* _What is expected_
Reproduce the listing below, switching every occurrence of "Segment each instance" to "Outline every instance" and leaving all other text unchanged.

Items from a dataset
*****

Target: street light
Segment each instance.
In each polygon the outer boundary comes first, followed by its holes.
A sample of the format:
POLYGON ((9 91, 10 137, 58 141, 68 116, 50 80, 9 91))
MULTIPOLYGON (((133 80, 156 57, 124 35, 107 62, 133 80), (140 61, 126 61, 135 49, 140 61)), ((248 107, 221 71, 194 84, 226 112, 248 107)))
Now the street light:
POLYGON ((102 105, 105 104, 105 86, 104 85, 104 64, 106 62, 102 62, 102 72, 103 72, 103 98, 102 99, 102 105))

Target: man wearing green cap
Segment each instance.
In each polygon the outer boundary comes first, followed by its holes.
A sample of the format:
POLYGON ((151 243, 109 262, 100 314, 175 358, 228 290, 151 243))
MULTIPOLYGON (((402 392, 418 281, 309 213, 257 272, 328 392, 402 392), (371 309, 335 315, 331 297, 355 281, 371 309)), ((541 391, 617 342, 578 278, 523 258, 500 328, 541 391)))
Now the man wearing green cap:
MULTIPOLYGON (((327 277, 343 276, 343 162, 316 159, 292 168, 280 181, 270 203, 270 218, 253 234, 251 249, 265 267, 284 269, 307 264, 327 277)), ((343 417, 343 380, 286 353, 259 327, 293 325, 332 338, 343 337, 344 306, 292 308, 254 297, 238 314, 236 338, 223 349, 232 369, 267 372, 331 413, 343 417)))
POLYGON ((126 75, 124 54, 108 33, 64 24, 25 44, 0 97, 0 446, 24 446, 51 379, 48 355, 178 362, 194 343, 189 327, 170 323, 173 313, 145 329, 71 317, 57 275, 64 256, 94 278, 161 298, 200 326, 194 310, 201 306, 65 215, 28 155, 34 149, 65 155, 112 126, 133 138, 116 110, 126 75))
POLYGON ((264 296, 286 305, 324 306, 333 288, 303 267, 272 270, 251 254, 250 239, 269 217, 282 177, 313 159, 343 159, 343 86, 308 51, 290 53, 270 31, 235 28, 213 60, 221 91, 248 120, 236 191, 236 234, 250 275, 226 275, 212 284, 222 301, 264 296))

*****

* _Complete output_
Target: street light
Outline every instance.
In each polygon the outer boundary comes first, followed by its holes.
A sample of the format:
POLYGON ((9 91, 10 137, 58 141, 68 116, 50 80, 9 91))
MULTIPOLYGON (((133 80, 156 57, 124 35, 107 62, 133 80), (140 61, 126 61, 135 49, 140 61)), ((248 107, 221 71, 194 84, 226 112, 248 107)))
Now the street light:
POLYGON ((102 105, 105 104, 105 86, 104 85, 104 64, 106 62, 102 62, 102 72, 103 72, 103 98, 102 99, 102 105))

Target: man wearing green cap
Outline every instance.
In each polygon the outer boundary comes first, followed by its holes.
A sample of the format:
POLYGON ((151 243, 109 262, 100 314, 175 358, 228 290, 151 243))
MULTIPOLYGON (((402 392, 418 281, 309 213, 257 272, 328 392, 402 392), (371 309, 335 315, 331 297, 355 281, 371 309)), ((541 391, 617 342, 578 278, 523 258, 500 328, 541 391)))
Now the man wearing green cap:
MULTIPOLYGON (((327 277, 343 276, 343 162, 316 159, 292 168, 280 181, 270 203, 270 218, 253 234, 251 249, 265 267, 284 269, 307 264, 327 277)), ((343 417, 343 380, 286 353, 259 327, 293 325, 332 338, 343 337, 344 306, 292 308, 254 297, 238 314, 236 338, 223 349, 232 369, 267 372, 331 413, 343 417)))
POLYGON ((126 75, 124 54, 108 33, 64 24, 25 44, 0 97, 0 446, 24 446, 51 379, 48 355, 178 362, 194 343, 189 327, 170 323, 173 313, 145 329, 71 317, 57 275, 64 256, 94 278, 161 298, 200 326, 194 310, 201 306, 65 215, 28 155, 34 149, 65 155, 112 126, 133 138, 116 110, 126 75))
POLYGON ((264 296, 286 305, 324 306, 333 288, 303 267, 272 270, 251 254, 250 239, 269 217, 282 177, 313 159, 343 159, 343 86, 308 51, 290 53, 270 31, 235 28, 213 60, 221 91, 248 120, 236 191, 236 234, 250 275, 226 275, 212 284, 222 301, 264 296))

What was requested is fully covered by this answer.